**Text to read:**
'''

Ethiopia – update on Sudanese asylum seekers / Sherkole Camp 8th September 2011

Sudanese asylum seekers, new emergencies

Recent UN reports show that at least 50,000 civilians (and possibly many more) have fled their homes in various parts of Blue Nile State due to fighting on Friday, September 2.

The Sudanese Red Crescent Society estimates that some 30,000 to 40,000 people fled from Ed Damazine into the northern part of Blue Nile State. Another group of 20,000-25,000 Sudanese crossed into Ethiopia from Kurmuk, Geissan and Menza.

The UNHCR and the Administration for Refugees and Returnee Affairs (ARRA) found during visits at the weekend that although many have been displaced from Blue Nile and sheltered along the Ethiopia-Sudan border, the majority of them were not willing to move to camps inside Ethiopia.

Traumatization and shock due to the sudden attack in the form of a night bombing raid was observed as the panic and horror lingered. Most of those who fled were anxious about the properties, businesses, cattle and homes they left behind.  Understandably, they want to go back, but are unsure of the security situation.

The UNHCR confirmed that only 2700 people were willingly brought to Sherkole Camp inside Ethiopia.

The next course of action is unclear. For the time being hot meals are served at the border and trucked in water is distributed. There are plans to support the community providing those fleeing with shelter and care.

NGOs and UN agencies, members of the task force, were advised to remain on alert should the situation worsen. The UNHCR and ARRA will continue to monitor the situation and inform the task force.

'''

**What is asked:**
**a)** Transcribe the Sherkole Camp update between "Ethiopia – update" and "Friday, September 2.", inclusive.
**b)** Using the Sherkole Camp update, decide whether each statement agrees with it, answering yes or no and quoting the deciding words. (i) The Sudanese Red Crescent Society estimates that 30,000 to 40,000 people fled from Ed Damazine. (ii) Most of those sheltered along the Ethiopia-Sudan border were willing to move to camps inside Ethiopia. (iii) The UNHCR confirmed that 2700 people were willingly brought to Sherkole Camp.

[Data items]
'''

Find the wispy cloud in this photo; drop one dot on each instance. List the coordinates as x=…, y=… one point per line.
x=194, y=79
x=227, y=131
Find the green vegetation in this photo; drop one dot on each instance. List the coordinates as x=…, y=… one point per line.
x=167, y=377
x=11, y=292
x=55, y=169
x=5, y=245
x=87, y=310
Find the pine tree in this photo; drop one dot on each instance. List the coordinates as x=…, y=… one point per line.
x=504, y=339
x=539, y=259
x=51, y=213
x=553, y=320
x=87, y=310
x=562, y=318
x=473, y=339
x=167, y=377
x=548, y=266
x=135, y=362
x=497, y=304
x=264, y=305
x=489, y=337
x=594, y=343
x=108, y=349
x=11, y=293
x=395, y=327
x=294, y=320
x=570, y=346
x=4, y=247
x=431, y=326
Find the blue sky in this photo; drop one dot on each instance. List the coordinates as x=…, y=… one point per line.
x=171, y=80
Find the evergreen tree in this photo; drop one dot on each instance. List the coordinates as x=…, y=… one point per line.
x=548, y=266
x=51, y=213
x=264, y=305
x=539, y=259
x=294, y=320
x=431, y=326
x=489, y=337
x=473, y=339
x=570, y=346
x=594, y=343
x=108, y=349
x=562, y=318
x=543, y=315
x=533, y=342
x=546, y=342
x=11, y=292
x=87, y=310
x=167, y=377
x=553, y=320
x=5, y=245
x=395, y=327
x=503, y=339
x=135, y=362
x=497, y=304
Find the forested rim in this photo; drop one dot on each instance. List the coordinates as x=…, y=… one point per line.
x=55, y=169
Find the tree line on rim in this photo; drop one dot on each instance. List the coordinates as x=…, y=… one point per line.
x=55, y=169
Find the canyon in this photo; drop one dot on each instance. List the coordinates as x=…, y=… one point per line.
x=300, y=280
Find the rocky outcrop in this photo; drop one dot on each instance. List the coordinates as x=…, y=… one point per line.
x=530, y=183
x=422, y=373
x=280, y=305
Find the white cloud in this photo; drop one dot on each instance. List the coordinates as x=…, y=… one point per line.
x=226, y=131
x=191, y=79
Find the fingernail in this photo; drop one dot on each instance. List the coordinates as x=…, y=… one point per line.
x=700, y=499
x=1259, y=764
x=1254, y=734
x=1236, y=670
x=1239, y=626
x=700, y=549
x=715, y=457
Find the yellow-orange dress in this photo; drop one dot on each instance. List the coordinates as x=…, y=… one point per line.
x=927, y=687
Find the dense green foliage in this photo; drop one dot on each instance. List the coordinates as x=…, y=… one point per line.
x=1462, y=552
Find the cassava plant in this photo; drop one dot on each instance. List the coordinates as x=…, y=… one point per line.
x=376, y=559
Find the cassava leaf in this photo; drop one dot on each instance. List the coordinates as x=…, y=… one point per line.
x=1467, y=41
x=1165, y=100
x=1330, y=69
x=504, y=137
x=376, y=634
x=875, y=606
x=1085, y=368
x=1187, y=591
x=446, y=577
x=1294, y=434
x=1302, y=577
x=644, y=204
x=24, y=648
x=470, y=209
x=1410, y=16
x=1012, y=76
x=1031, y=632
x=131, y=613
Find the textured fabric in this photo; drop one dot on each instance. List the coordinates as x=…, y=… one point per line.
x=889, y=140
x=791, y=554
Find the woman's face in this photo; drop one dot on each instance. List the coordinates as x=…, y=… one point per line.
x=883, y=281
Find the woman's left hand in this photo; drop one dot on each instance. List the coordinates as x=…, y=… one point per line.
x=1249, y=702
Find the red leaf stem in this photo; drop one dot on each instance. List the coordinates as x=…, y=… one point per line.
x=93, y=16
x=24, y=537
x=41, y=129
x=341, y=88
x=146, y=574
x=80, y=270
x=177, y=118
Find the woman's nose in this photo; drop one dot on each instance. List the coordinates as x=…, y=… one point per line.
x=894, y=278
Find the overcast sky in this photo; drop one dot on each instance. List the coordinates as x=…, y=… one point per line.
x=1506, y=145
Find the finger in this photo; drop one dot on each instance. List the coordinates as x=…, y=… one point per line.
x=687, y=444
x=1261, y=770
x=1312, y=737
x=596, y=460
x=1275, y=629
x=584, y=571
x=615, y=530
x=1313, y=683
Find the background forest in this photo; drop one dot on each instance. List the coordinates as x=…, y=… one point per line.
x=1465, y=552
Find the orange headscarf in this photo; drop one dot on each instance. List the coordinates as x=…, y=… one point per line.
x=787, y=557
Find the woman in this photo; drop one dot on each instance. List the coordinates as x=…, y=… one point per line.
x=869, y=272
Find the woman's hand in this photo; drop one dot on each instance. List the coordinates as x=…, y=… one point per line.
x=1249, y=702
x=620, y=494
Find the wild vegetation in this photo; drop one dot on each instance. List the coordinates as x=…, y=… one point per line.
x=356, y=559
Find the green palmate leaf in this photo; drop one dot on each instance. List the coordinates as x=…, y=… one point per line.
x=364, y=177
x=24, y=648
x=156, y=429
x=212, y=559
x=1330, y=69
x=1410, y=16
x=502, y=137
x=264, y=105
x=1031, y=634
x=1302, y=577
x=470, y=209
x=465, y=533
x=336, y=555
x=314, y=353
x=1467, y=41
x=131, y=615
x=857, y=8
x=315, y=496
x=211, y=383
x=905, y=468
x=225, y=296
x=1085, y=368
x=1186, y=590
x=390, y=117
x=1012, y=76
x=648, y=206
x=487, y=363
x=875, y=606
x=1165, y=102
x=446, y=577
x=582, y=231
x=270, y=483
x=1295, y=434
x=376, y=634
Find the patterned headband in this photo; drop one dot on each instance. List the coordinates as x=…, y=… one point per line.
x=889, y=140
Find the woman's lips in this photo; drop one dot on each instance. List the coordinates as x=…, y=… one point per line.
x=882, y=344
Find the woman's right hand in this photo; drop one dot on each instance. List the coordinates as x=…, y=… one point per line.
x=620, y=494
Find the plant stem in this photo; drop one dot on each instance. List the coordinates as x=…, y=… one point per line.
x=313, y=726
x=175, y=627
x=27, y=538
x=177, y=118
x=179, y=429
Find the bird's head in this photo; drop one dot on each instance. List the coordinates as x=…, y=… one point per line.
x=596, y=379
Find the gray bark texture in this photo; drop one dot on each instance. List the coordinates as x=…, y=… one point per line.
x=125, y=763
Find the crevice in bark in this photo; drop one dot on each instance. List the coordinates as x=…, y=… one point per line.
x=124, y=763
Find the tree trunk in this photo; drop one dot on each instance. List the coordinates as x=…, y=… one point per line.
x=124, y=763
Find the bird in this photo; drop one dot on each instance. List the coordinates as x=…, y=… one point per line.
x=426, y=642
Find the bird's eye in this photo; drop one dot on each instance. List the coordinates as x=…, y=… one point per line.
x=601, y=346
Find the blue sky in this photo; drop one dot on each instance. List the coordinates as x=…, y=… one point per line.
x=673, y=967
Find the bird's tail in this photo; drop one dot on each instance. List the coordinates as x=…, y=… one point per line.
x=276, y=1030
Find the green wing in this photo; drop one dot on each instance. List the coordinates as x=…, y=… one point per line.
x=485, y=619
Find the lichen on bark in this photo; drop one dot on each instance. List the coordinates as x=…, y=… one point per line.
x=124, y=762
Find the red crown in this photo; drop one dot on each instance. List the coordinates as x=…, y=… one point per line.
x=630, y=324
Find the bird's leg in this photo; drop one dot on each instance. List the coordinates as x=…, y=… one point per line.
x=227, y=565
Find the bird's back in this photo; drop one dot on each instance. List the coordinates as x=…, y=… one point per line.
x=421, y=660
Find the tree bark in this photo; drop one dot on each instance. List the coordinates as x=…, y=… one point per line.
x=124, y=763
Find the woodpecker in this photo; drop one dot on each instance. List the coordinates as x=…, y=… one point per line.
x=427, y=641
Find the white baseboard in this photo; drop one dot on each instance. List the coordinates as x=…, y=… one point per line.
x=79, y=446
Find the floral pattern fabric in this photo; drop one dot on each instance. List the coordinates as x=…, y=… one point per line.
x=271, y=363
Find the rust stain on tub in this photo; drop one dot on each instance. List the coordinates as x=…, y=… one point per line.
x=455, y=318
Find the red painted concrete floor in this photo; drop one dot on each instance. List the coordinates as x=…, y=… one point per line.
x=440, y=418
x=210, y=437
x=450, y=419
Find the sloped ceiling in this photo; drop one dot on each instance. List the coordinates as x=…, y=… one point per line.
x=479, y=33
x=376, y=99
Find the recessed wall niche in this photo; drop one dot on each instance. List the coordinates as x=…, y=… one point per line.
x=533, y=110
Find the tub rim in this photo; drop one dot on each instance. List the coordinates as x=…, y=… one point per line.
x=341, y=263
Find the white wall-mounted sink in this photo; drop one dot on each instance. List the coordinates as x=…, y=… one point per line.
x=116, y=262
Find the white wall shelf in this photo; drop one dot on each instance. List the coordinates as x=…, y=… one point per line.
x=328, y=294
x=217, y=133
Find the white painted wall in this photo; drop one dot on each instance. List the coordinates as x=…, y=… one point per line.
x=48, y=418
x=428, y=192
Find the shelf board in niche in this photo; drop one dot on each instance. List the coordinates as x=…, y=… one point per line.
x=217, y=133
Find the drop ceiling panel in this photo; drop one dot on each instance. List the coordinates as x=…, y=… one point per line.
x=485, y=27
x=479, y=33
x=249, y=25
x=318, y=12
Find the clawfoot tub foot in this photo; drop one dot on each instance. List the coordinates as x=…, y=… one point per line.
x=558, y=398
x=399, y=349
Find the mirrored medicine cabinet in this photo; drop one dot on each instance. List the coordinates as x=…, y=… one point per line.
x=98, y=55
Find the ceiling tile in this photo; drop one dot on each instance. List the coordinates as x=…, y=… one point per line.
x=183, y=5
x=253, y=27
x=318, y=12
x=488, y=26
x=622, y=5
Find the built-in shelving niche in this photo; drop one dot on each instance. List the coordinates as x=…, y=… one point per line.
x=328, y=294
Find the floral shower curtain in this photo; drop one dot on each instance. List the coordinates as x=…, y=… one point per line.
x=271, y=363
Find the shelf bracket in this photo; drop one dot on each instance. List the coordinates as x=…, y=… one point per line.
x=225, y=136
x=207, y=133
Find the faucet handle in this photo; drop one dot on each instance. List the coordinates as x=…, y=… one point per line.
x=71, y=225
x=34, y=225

'''

**Answers to the exercise:**
**a)**
Ethiopia – update on Sudanese asylum seekers / Sherkole Camp 8th September 2011

Sudanese asylum seekers, new emergencies

Recent UN reports show that at least 50,000 civilians (and possibly many more) have fled their homes in various parts of Blue Nile State due to fighting on Friday, September 2.

**b)**
(i) Yes: "The Sudanese Red Crescent Society estimates that some 30,000 to 40,000 people fled from Ed Damazine into the northern part of Blue Nile State."
(ii) No: "the majority of them were not willing to move to camps inside Ethiopia."
(iii) Yes: "The UNHCR confirmed that only 2700 people were willingly brought to Sherkole Camp inside Ethiopia."